STATED PROBLEM:
What follows is a set of records, each of which is to be written out exactly.

(Excerpts of pointing data)
_ _ _ _ _
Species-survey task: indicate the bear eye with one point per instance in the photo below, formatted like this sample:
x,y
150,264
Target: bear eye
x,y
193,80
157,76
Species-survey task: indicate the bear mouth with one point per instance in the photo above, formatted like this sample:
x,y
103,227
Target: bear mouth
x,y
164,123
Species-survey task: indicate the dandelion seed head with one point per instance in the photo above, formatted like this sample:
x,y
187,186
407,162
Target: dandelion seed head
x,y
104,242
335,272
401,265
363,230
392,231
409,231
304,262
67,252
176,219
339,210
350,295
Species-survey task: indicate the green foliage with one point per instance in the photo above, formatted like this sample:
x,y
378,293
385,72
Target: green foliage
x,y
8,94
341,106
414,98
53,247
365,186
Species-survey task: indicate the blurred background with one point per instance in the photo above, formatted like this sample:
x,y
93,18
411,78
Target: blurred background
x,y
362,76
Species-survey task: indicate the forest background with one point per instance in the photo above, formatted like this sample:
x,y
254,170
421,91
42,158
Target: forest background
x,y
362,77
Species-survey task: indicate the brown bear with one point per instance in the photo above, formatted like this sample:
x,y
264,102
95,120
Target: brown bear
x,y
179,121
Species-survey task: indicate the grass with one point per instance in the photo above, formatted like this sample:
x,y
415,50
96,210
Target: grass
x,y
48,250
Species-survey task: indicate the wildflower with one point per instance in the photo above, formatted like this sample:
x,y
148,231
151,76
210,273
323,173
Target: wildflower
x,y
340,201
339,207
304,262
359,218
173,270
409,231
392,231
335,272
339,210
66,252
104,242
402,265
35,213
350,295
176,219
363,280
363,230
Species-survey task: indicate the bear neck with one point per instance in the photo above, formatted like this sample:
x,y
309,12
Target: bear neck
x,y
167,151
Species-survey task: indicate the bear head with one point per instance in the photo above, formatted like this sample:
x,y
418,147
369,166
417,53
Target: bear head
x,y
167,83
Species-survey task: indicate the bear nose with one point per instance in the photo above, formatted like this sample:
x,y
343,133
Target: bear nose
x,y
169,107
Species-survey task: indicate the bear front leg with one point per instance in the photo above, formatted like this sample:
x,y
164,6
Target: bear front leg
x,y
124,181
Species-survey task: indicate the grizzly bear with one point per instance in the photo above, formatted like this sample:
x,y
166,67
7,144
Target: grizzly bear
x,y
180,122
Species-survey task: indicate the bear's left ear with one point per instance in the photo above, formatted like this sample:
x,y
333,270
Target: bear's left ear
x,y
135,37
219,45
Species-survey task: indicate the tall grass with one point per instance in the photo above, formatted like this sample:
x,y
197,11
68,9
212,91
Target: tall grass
_ _ _ _ _
ANSWER TO THE EXERCISE:
Species-survey task: indicate the bear eye with one point per instance in the photo below, formatted like this sample:
x,y
150,264
Target: bear eye
x,y
193,80
157,76
Species-survey task: indicate the bear mouth with one point per instance in the photo above, formatted like this sample:
x,y
103,227
Target: bear mouth
x,y
164,123
Species-survey task: indicate the dandelion seed head with one point per instance in the photo above, formatted like this sample:
x,y
187,186
407,162
Target: dandelion seed head
x,y
104,242
335,272
401,265
363,230
392,231
409,231
304,262
67,252
176,219
339,210
350,295
Species-survey task: indicate the green foliage with one point per instance in the photo above, formatted like this sample:
x,y
378,293
385,72
Target: green foliage
x,y
8,94
341,106
414,98
53,247
365,186
Species-survey task: indicate the blurred background with one point per instance in the photo above, formatted like this sample:
x,y
93,18
411,78
Target: blurred background
x,y
362,76
Species-survey task: indicate the forest background with one point per instance in the photo above, formatted like this sample:
x,y
254,170
421,91
42,158
Target: forest background
x,y
362,77
Species-survey task: indicate the brown bear with one point per instance in the photo above, formatted like this sample:
x,y
264,102
95,120
Target: brown bear
x,y
179,121
Species-survey task: indicate the grass with one point per instance in the photo above, formatted like this sample:
x,y
415,50
96,210
Target: grass
x,y
48,250
Species-survey task: indicate the wildflower with one point per instance in the photo above, formatted like this sample:
x,y
148,231
151,76
210,273
323,173
Target: wildflower
x,y
340,201
339,207
304,262
359,218
173,270
409,231
392,231
335,272
339,210
66,252
104,242
402,265
35,213
350,295
176,219
363,280
363,230
Species-survey task: indicate the bear neck with one point per instance in the photo above, formatted like this sample:
x,y
309,12
Target: bear neck
x,y
167,151
Species-survey task: indicate the bear head with one point per instance in the photo above, formatted like this sample:
x,y
418,147
369,166
417,53
Target: bear head
x,y
167,83
Species-survey task: indicate the bear nose with one point per instance in the photo above, formatted like this sample:
x,y
343,133
Target: bear nose
x,y
169,107
Species-survey task: indicate the bear front leg with one point per instance in the photo above, formatted like this sample:
x,y
164,6
Target: bear front leg
x,y
124,181
Species-survey task: indicate the grizzly bear with one point per instance in the photo above, formatted like this sample:
x,y
166,67
7,144
Target: grizzly bear
x,y
180,122
Species-survey task: indicate the bear's left ear with one point per instance in the photo above, formatted like this sample:
x,y
333,270
Target: bear's left ear
x,y
135,37
219,45
Species-survey task: indicate the tall grass with one point per instance in the photo above, formatted like this sample:
x,y
197,11
68,9
212,91
Target: tall grass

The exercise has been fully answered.